### [TASK DETAILS]
Return the run of lines below that opens with the line containing "mark: the bridle, one point per instance" and closes with the line containing "mark: the white horse, one point per instance", keeping each one exact.

-- LISTED ENTRIES follows --

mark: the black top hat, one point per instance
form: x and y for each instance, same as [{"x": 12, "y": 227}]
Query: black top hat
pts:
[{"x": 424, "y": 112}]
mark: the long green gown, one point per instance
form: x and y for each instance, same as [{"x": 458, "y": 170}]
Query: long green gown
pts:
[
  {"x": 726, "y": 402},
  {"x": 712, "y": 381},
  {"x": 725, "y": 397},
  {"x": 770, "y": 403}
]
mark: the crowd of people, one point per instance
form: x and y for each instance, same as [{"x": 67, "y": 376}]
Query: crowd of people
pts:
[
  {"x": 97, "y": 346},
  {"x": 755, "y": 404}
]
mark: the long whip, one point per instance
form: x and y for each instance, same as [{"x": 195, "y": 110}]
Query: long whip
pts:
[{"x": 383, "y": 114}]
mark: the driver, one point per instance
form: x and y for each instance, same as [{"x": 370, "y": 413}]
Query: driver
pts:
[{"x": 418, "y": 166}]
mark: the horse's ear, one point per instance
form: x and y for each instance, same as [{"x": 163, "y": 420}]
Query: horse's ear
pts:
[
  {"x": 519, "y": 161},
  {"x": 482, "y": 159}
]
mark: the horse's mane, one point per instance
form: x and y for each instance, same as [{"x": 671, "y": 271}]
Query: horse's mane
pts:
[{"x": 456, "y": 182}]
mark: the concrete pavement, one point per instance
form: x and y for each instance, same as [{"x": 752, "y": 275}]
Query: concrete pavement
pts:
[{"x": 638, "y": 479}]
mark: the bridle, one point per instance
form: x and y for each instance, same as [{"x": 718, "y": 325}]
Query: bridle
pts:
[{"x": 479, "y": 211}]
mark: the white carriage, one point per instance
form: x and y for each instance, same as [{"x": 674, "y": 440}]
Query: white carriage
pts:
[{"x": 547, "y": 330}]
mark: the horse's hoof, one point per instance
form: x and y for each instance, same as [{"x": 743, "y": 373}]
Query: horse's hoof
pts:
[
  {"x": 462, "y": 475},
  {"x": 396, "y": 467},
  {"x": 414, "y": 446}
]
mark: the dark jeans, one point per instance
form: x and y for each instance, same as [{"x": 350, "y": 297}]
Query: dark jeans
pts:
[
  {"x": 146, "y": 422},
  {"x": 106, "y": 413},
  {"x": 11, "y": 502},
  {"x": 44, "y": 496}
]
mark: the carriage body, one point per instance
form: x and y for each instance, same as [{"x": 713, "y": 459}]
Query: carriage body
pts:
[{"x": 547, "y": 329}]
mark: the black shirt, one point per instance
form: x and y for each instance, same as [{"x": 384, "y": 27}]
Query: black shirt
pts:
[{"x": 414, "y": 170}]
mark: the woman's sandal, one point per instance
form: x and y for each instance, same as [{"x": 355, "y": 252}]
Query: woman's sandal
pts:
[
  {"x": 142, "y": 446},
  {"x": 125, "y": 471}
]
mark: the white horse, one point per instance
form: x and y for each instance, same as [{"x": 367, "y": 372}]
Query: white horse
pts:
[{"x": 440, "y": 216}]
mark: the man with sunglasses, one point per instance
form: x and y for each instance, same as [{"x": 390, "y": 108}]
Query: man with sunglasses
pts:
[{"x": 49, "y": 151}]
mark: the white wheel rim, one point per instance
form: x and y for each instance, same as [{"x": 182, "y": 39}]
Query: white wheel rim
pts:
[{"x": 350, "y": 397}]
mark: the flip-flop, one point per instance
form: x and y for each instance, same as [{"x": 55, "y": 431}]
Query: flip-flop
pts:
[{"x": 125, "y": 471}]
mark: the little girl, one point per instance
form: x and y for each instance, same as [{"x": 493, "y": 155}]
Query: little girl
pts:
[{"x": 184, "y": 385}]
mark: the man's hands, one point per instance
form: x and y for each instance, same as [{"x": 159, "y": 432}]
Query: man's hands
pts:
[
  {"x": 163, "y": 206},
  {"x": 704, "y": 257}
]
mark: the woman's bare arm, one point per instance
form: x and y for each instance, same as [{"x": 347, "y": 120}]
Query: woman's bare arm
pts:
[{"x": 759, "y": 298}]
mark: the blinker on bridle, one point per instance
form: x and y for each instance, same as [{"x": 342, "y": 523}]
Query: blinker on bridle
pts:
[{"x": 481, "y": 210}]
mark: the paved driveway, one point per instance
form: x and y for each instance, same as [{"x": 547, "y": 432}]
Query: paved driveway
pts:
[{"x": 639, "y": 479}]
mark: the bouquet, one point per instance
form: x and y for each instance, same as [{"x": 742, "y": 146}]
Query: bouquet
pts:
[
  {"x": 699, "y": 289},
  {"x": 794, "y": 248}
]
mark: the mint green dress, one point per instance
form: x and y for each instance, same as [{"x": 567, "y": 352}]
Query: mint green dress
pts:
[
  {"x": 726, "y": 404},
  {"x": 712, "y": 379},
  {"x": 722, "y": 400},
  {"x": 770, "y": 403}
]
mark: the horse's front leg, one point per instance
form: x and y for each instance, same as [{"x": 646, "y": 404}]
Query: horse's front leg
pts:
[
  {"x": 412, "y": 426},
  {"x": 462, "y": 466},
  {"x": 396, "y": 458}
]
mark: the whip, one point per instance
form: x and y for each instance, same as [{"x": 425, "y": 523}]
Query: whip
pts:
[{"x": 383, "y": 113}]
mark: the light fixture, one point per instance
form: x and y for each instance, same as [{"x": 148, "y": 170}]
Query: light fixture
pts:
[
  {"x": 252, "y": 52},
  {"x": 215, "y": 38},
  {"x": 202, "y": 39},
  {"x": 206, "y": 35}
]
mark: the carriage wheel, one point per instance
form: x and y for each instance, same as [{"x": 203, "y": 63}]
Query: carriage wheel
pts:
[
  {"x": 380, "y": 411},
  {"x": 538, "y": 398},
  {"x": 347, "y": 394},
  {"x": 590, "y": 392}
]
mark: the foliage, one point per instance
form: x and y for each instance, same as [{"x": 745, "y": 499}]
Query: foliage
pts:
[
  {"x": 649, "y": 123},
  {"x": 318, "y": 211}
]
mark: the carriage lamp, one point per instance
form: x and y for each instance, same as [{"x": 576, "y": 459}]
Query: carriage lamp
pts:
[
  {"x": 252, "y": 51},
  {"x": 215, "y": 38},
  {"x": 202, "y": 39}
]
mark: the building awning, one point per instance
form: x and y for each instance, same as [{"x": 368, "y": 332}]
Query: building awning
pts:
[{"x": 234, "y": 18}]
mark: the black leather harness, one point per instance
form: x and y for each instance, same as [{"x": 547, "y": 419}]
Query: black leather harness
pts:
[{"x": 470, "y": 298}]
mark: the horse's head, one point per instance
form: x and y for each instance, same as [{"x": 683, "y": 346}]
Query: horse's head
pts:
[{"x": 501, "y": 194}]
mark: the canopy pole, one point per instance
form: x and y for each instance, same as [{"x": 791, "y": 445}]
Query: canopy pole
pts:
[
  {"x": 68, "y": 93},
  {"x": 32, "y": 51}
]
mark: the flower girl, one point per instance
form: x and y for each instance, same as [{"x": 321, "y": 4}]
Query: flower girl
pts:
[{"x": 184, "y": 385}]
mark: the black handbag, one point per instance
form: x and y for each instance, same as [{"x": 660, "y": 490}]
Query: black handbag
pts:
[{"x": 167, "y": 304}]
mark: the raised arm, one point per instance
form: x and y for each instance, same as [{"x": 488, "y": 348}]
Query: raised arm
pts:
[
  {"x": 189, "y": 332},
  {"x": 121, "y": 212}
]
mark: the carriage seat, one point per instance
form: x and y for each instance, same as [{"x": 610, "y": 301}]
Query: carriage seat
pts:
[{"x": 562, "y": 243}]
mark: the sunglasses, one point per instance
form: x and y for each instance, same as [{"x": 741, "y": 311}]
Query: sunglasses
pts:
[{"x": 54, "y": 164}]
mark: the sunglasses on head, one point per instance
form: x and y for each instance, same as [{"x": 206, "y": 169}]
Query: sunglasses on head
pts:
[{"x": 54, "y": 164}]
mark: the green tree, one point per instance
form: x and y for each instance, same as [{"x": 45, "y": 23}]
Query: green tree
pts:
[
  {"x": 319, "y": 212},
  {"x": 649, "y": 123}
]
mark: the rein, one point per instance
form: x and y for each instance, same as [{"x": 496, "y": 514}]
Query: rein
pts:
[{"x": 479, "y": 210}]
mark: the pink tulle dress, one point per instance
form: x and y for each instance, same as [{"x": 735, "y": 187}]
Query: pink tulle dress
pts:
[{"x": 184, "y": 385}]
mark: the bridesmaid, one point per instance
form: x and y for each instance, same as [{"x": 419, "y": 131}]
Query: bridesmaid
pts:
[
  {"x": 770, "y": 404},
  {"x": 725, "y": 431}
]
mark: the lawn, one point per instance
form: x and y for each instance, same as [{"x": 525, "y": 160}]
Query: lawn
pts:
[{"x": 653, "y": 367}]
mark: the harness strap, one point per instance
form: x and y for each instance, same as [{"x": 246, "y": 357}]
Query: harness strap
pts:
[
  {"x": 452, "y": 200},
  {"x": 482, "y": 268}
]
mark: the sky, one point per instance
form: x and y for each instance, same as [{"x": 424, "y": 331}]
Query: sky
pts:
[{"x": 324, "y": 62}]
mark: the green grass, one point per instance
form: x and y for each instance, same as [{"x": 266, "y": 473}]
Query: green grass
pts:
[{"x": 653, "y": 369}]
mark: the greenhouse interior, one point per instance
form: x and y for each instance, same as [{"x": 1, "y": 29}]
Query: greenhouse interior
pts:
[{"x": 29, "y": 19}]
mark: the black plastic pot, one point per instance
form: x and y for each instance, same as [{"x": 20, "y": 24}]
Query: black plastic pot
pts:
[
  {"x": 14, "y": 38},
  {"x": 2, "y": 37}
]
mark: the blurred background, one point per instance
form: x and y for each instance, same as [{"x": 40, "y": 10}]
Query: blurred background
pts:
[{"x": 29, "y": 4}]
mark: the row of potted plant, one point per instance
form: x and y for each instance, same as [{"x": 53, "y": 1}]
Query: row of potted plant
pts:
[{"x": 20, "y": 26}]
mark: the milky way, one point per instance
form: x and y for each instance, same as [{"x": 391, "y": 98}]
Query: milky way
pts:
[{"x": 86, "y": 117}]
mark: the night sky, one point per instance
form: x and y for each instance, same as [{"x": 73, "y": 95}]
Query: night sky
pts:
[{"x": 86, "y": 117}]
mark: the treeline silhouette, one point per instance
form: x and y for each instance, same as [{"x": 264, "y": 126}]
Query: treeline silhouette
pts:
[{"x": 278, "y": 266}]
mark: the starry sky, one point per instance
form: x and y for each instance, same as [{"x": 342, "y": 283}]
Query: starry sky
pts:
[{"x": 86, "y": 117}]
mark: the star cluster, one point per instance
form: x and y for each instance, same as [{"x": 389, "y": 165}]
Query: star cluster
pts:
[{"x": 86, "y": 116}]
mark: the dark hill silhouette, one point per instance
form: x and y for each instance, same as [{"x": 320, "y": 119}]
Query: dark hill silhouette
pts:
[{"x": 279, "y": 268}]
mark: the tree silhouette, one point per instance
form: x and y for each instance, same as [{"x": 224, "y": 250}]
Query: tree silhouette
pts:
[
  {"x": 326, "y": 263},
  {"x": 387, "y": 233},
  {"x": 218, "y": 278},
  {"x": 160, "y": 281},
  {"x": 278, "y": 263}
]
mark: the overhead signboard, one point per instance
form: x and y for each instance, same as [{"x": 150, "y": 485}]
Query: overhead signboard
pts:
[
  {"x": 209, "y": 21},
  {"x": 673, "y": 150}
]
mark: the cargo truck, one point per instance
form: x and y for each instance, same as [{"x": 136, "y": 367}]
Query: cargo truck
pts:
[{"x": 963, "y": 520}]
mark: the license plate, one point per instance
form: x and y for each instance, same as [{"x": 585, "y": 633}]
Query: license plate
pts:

-- LISTED ENTRIES concluded --

### [RESULT FOR THIS TASK]
mark: the bridle, one point per instance
form: x and y for each instance, same as [{"x": 718, "y": 325}]
Query: bridle
pts:
[{"x": 479, "y": 211}]
mark: the white carriage, one point per instance
form: x and y for each instance, same as [{"x": 674, "y": 440}]
Query: white carriage
pts:
[{"x": 547, "y": 330}]
mark: the horse's hoof, one point per instance
form: x and y for each instance, same as [{"x": 743, "y": 373}]
Query: horse's hoof
pts:
[
  {"x": 462, "y": 475},
  {"x": 396, "y": 467},
  {"x": 414, "y": 446}
]
mark: the dark jeans, one point per instance
form: x and y for each instance, same as [{"x": 350, "y": 297}]
Query: dark jeans
pts:
[
  {"x": 146, "y": 422},
  {"x": 106, "y": 413},
  {"x": 11, "y": 502},
  {"x": 44, "y": 496}
]
mark: the carriage body, one point per instance
form: x and y for each instance, same as [{"x": 713, "y": 459}]
Query: carriage body
pts:
[{"x": 547, "y": 329}]
mark: the black shirt, one point per instance
form: x and y for each instance, same as [{"x": 384, "y": 27}]
Query: black shirt
pts:
[{"x": 414, "y": 170}]
mark: the woman's sandal, one point per instance
form: x and y for each instance, same as [{"x": 355, "y": 252}]
Query: woman's sandal
pts:
[
  {"x": 142, "y": 446},
  {"x": 125, "y": 471}
]
mark: the white horse, one point per instance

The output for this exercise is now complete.